***** Extract to read

Category One: Nebulous Statistical Comparisons of Dubious Validity.
The data set for 2010's five day old season for both teams is zero, so we must rely on the the last scraps of well-picked over statistical scrapple remaining from eight months of analysis.
Remember that Tyrod Taylor was a more efficient quarterback than Colt McCoy last year, and now has both halves of the Evans-Williams backfield of infinite intoxication on pure excellence behind him. (Darren Evans and Ryan Williams, both 1,000 yard rushers, and now both with intact, fully functioning ACLs now that Evans has healed up.) Remember that seven starters from the defensive team that beat Tennessee senseless in the Chick-Fil-A Bowl in 2009 are gone. Please recall that Virginia Tech in season openers over the past decade has been completely rand-o, alternating delicious cupcakey wins over Arkansas State and pre-competent UConn with losses to USC, Alabama, and the embarrassing loss two years ago to ECU. Remember that trends are here to be broken, and that you'd be a fool not to bet on them unless they don't exist. (And in VT's case in openers, they don't.)
Boise's statistical picture is even murkier. Call belief in them a matter of faith: if you believe beating TCU in last year's Fiesta Bowl with much of the same crew matters, then the 1.5 point edge many bookies have given them in this game is science, not faith. If not, then we're still relying on the old narrative that Boise continues to be the local WAC bully who has made their giant-killer reputation beating up on teams from Oregon since 2006, and that they remain an undermanned team with superb coaching waiting to be outclassed on the field. This feels like stale analytical loaf to us, but then again so does ranking them first because you want to buy a lottery ticket on their potential greatness. We're all gambling, but some of us will openly admit it without shame.

**********
***** Supplied information

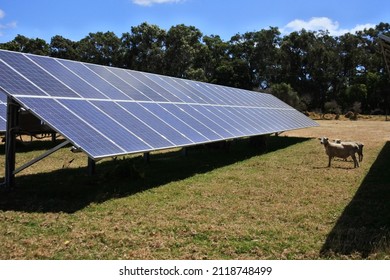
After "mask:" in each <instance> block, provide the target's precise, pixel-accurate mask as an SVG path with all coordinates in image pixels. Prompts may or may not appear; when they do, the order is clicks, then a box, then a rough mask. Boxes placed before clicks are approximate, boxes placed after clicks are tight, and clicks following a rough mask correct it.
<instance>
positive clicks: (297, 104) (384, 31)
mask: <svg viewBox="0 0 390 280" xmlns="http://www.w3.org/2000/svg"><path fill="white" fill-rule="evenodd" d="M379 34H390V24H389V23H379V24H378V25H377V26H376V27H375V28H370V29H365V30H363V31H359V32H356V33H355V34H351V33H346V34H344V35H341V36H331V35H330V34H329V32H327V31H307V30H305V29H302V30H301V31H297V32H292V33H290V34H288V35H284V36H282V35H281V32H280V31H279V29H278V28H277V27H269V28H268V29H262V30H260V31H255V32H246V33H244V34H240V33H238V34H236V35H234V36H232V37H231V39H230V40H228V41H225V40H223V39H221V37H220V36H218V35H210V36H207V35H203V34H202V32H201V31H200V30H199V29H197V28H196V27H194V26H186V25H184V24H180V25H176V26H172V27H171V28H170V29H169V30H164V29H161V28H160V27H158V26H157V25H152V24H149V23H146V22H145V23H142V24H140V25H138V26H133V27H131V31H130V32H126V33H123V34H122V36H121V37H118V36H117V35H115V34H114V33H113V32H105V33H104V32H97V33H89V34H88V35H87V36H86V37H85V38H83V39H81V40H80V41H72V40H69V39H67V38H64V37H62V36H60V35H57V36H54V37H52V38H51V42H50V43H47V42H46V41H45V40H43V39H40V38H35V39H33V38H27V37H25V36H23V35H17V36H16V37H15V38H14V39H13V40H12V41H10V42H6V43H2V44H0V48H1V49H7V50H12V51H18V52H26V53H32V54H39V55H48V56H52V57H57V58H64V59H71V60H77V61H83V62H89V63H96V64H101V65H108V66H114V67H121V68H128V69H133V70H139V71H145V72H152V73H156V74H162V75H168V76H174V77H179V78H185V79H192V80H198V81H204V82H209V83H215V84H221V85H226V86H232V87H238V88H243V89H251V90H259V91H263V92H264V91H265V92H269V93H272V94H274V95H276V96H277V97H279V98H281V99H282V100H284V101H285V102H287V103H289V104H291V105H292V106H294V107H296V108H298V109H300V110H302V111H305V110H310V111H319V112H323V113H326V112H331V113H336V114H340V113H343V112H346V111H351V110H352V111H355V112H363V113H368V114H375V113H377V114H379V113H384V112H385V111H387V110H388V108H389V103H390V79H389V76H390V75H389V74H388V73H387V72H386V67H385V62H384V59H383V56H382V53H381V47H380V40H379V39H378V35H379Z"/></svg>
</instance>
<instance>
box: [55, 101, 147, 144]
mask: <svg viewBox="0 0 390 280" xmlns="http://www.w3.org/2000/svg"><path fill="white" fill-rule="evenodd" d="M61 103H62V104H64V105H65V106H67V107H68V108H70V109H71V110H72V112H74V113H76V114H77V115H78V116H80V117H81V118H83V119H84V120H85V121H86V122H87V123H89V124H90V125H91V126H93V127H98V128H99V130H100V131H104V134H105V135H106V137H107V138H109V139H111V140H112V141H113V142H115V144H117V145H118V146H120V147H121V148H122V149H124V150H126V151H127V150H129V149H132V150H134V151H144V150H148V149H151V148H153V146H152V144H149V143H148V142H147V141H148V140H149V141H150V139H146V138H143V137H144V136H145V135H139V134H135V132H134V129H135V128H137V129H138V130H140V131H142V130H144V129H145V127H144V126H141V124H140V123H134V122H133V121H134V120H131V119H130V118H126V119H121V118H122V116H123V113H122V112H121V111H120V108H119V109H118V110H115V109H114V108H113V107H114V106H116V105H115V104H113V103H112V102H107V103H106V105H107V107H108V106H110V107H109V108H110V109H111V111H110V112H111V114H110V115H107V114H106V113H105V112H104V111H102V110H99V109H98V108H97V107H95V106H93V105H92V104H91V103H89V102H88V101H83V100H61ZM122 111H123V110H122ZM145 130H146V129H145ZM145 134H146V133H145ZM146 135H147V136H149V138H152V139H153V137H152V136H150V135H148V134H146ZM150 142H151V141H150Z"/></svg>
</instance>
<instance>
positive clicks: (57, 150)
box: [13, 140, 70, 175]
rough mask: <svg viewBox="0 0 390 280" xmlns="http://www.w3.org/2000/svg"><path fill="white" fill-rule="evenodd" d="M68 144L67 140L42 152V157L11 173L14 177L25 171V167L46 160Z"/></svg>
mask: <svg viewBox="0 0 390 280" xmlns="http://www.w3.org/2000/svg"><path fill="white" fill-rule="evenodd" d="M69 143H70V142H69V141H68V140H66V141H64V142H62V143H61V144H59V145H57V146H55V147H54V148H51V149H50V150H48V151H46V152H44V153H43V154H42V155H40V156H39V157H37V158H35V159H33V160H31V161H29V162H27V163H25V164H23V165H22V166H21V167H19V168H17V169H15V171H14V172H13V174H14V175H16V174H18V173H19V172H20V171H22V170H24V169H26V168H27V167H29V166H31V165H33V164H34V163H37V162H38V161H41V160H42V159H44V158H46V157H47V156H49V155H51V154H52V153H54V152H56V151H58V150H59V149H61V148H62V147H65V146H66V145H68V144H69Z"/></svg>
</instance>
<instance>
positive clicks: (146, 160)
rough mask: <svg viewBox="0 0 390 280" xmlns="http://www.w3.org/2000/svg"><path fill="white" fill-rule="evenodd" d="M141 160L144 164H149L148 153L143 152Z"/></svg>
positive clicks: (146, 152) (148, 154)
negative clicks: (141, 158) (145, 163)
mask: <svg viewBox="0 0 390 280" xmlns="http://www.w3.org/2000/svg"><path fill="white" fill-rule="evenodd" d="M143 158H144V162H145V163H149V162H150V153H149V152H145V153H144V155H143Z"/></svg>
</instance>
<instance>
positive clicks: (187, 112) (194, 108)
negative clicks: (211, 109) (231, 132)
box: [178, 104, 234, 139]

**********

## [Task prompt]
Decide whether each statement agrees with the football preview above, giving yes or no and quoting the preview's deciding words: 1. Darren Evans and Ryan Williams were both 1,000 yard rushers. 2. Colt McCoy was a more efficient quarterback than Tyrod Taylor last year. 3. Ten starters from the defense that beat Tennessee in the 2009 Chick-Fil-A Bowl are gone.

## [Task output]
1. Yes: "Darren Evans and Ryan Williams, both 1,000 yard rushers"
2. No: "Tyrod Taylor was a more efficient quarterback than Colt McCoy last year"
3. No: "seven starters from the defensive team that beat Tennessee senseless in the Chick-Fil-A Bowl in 2009 are gone"